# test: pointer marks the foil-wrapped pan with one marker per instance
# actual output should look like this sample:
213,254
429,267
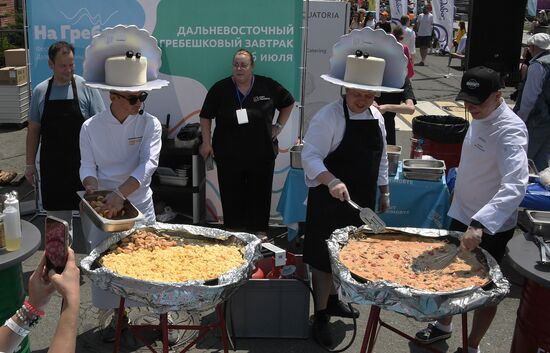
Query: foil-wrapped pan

###

**GIVEN TASK**
Please rewrite the records above, replacing "foil-wrapped pan" with "foil-wrapped tray" everywhere and leaving everything else unchanged. Leave the pictures out of your answer.

**SOLUTION TO THIS PROBLEM**
# test: pointer marks the foil-wrapped tray with one marker per instance
# actual output should look like this sample:
213,254
429,267
Query: foil-wrapped tray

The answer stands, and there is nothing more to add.